[Stored dataset items]
>>>>
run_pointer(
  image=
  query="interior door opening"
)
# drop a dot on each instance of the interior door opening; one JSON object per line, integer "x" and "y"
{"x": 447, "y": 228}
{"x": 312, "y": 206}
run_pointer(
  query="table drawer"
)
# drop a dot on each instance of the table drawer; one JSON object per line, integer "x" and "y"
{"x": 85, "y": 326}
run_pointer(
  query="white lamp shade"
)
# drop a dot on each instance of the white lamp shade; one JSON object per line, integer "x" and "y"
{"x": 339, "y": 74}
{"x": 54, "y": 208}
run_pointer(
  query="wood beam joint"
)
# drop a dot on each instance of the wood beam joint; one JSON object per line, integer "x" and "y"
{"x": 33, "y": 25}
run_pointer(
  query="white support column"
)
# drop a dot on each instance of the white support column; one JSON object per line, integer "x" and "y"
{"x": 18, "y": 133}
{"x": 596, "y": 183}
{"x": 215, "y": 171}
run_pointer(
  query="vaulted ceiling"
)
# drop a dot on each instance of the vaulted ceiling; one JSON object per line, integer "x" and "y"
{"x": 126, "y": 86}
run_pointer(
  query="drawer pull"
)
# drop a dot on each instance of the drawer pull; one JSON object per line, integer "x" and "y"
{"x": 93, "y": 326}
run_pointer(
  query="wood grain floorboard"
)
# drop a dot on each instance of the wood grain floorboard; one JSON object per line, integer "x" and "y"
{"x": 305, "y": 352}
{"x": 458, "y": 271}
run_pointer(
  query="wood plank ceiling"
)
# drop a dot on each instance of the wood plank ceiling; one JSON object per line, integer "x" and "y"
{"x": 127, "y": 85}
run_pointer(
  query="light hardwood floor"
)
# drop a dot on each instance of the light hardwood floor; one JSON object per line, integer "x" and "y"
<<<<
▸ **WRITTEN INSTRUCTION**:
Write out the entries above once more, without altering anything.

▸ **FULL OUTPUT**:
run_pointer(
  image=
  query="interior door opening"
)
# drop a dot on each instance of the interior door opening; one JSON object per line, integer "x" and "y"
{"x": 447, "y": 228}
{"x": 312, "y": 206}
run_pointer(
  query="table drawer"
)
# drop a dot on each instance of the table drawer; one JSON object per line, integer "x" and "y"
{"x": 85, "y": 326}
run_pointer(
  query="white lamp shade"
)
# drop a dot on each instance of the white lamp shade; one JSON object per line, integer "x" and "y"
{"x": 339, "y": 74}
{"x": 54, "y": 208}
run_pointer(
  query="wood beam joint"
)
# drop a dot on each instance of the wood beam joint; one JSON object per line, integer "x" and "y"
{"x": 33, "y": 25}
run_pointer(
  query="white support column"
)
# drop a dot on each instance of the white support column; one JSON object per line, integer "x" and "y"
{"x": 18, "y": 133}
{"x": 596, "y": 183}
{"x": 215, "y": 171}
run_pointer(
  query="vaulted ceiling"
)
# drop a dot on each instance of the vaulted ceiling; one JSON object per line, integer "x" and "y"
{"x": 126, "y": 86}
run_pointer(
  query="drawer pull"
)
# drop a dot on each instance of the drawer pull; one JSON object per line, integer "x" and "y"
{"x": 93, "y": 326}
run_pointer(
  query="wood grain floorboard"
)
# drop a dot on each instance of the wood grain floorboard; one JSON object per line, integer "x" and "y"
{"x": 305, "y": 352}
{"x": 458, "y": 271}
run_pointer(
  query="wood plank ceiling"
)
# drop a dot on each instance of the wood plank ceiling; one JSON object per line, integer "x" and "y"
{"x": 127, "y": 85}
run_pointer(
  query="light hardwood floor"
)
# drop a dot on each instance of the light hardwood floor; one JSON object per line, integer "x" and "y"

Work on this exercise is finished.